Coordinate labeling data
▽

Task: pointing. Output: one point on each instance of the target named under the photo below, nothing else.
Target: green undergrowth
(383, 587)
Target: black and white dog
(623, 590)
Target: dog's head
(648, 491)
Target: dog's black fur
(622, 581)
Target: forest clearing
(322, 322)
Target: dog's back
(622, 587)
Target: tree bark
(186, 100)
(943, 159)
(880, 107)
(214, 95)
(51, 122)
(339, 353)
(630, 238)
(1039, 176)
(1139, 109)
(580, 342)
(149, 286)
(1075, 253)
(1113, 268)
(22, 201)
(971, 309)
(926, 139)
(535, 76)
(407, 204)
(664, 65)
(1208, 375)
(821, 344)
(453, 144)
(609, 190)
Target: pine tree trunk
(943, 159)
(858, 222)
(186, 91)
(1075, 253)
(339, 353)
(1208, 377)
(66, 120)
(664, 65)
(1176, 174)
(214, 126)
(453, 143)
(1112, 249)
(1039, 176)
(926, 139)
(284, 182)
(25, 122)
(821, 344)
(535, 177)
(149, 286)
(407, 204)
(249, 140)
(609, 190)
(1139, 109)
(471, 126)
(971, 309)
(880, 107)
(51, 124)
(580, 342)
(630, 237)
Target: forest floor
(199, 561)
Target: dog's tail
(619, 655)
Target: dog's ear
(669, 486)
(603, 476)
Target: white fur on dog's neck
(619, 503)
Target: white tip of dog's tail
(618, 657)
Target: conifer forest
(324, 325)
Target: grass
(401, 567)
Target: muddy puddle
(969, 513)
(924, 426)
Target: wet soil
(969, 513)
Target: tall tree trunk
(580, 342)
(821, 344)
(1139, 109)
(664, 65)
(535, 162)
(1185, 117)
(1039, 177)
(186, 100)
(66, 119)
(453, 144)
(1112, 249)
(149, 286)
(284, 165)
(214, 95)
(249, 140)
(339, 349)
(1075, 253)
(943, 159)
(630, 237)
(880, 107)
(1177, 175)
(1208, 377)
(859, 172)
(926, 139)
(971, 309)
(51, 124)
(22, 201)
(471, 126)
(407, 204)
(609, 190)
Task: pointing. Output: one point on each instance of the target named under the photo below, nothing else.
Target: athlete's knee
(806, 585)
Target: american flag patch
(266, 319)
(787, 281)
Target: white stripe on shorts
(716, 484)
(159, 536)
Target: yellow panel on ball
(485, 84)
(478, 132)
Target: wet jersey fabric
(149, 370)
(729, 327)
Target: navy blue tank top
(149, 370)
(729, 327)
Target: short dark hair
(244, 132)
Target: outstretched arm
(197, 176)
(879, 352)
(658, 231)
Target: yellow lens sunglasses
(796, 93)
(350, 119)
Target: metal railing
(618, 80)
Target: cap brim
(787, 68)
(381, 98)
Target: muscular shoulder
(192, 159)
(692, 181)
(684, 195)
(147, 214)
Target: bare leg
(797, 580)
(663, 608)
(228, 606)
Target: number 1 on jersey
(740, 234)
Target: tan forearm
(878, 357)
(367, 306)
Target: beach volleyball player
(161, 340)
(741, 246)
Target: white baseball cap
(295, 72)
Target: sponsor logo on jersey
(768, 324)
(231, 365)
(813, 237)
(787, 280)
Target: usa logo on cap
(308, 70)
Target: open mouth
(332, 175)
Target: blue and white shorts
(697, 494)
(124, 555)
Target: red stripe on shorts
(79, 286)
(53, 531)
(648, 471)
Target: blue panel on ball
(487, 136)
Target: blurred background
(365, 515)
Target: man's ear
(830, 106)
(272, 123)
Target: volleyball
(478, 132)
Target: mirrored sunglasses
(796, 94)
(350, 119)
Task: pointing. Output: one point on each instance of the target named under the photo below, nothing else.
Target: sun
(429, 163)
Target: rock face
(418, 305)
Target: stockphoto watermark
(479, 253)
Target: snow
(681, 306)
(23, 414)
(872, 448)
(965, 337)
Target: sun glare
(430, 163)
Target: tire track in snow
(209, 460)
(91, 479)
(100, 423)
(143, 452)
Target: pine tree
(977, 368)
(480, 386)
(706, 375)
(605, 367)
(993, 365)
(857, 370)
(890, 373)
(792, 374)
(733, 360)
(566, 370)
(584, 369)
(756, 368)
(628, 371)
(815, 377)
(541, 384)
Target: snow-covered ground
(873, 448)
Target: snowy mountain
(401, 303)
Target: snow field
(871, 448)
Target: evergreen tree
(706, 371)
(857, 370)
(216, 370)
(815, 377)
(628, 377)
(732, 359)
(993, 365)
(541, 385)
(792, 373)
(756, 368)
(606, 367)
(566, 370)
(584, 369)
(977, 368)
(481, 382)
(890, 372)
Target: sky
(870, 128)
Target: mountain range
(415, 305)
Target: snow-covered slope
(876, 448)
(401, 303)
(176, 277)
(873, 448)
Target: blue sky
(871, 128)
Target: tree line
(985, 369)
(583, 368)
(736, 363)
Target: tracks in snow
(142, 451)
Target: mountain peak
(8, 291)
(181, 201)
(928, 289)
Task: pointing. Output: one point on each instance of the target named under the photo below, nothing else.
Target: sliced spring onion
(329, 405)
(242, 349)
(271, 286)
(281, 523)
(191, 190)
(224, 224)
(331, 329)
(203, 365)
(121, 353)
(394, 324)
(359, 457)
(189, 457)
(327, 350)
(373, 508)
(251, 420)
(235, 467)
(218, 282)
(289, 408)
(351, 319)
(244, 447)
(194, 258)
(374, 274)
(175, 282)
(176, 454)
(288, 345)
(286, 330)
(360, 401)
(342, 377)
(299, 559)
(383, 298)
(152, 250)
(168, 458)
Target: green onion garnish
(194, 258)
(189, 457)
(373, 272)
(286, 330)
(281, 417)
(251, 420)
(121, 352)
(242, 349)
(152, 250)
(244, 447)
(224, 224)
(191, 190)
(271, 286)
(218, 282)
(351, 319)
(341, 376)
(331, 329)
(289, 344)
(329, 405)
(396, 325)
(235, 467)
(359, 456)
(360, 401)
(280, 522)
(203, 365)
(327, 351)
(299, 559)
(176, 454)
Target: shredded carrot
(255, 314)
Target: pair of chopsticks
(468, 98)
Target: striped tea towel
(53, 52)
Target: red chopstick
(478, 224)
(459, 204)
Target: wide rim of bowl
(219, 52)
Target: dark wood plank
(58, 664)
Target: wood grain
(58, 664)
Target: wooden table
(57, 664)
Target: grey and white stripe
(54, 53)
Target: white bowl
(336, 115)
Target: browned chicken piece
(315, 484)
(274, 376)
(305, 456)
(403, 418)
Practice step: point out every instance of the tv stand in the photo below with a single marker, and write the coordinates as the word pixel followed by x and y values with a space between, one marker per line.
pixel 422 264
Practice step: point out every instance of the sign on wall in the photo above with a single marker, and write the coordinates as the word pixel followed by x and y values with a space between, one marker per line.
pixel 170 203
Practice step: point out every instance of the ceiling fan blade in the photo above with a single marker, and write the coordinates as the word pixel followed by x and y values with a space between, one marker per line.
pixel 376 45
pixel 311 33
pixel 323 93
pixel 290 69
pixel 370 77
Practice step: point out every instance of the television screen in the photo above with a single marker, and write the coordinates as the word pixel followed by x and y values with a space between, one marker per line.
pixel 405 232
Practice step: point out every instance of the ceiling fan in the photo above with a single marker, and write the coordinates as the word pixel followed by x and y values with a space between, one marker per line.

△

REQUIRED TASK - Print the line containing "Practice step: point out every instance of the ceiling fan blade" and every line after it to the end of the records above, exactly as written, and nothing else.

THE RESPONSE -
Practice step: point out every instance of the ceiling fan blade in the photo above with a single marker, and write the coordinates as the word pixel followed by x and y values with a space between, one marker per line.
pixel 376 45
pixel 311 33
pixel 323 93
pixel 290 69
pixel 370 77
Practice step: point out every instance of the television screen in the photo above with a single marker, and write the coordinates as the word pixel followed by x and y values with a space between, one marker per line.
pixel 405 232
Practice step: point out every instance of the ceiling fan in the photo above with a single marker, and write the coordinates as the word pixel followed by x and y values with a space between, one marker per line.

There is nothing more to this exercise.